Given instruction 1:
Retype the portion of the rider-rating thread starting at "Give all your" and ending at "will certainly know.".
BEGIN Passage given
Give all your riders 5 stars. About 3 months down the road, ask uber to change the rating to a 1.



intan201 said:


> I'm new to driving and noticed that a rider gave me a 1 star rating after I gave her a 2, and left a comment explaining her rating. (She ate chips in the car.) Apparently, some riders are neurotic enough to check their rating *after every ride* using the Help tab on the app, and give you 1 star if they see it go down.
> 
> Is there any way to prevent this, aside from giving every potential problem rider a 5? It kind of defeats the purpose of the rating system when people are able to game it like this.


If you give a rider a 1 star, they may not know. But if you flag them, then they will certainly know.


----------



## Shangsta (Aug 15, 2016)

I change my ratings within the week. If people use Uber enough they can't tell which driver down rated them. 

Doing it right away often will ding your rating if the person is indictive.


----------



## charmer37 (Nov 18, 2016)

Shangsta said:


> I change my ratings within the week. If people use Uber enough they can't tell which driver down rated them.
> 
> Doing it right away often will ding your rating if the person is indictive.


I agree, I give it two weeks and then change there rating.


----------



## Certain Judgment (Dec 2, 2016)

Here's an idea. Don't rate them until they are out of your car and are walking inside of wherever you dropped them off.


----------



## Shangsta (Aug 15, 2016)
END Passage given
BEGIN Data provided
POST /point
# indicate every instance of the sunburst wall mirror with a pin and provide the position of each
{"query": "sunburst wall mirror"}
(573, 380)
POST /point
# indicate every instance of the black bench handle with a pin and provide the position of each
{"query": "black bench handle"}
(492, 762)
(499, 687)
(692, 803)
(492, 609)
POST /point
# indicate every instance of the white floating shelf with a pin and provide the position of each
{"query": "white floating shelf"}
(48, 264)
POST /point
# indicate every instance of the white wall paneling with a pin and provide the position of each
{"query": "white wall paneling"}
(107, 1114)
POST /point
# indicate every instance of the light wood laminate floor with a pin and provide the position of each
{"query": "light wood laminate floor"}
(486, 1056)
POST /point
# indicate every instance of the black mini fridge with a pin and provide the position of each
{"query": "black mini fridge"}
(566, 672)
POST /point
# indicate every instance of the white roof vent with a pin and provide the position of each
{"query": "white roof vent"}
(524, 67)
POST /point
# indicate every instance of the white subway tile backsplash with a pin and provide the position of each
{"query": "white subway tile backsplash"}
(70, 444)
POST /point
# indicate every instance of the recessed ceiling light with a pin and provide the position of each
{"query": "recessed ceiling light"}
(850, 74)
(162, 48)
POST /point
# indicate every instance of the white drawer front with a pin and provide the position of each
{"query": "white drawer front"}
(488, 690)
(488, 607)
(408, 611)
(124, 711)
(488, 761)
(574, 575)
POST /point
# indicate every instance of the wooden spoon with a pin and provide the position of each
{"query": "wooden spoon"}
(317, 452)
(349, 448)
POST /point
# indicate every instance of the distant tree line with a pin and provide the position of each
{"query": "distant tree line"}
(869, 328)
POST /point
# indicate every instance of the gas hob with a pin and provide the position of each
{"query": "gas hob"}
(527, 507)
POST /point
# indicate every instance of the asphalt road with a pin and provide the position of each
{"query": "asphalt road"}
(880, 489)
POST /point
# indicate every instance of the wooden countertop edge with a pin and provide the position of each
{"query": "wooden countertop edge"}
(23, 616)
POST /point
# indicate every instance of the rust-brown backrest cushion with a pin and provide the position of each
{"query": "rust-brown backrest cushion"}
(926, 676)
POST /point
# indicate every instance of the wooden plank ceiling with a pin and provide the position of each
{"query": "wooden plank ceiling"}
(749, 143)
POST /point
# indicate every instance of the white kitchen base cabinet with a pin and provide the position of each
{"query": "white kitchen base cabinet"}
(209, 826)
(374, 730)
END Data provided
Given instruction 2:
How many lines of the listing contain the string "rust", matching case? Give only the number.

Finished answer 1:
Give all your riders 5 stars. About 3 months down the road, ask uber to change the rating to a 1.



intan201 said:


> I'm new to driving and noticed that a rider gave me a 1 star rating after I gave her a 2, and left a comment explaining her rating. (She ate chips in the car.) Apparently, some riders are neurotic enough to check their rating *after every ride* using the Help tab on the app, and give you 1 star if they see it go down.
> 
> Is there any way to prevent this, aside from giving every potential problem rider a 5? It kind of defeats the purpose of the rating system when people are able to game it like this.


If you give a rider a 1 star, they may not know. But if you flag them, then they will certainly know.

Finished answer 2:
2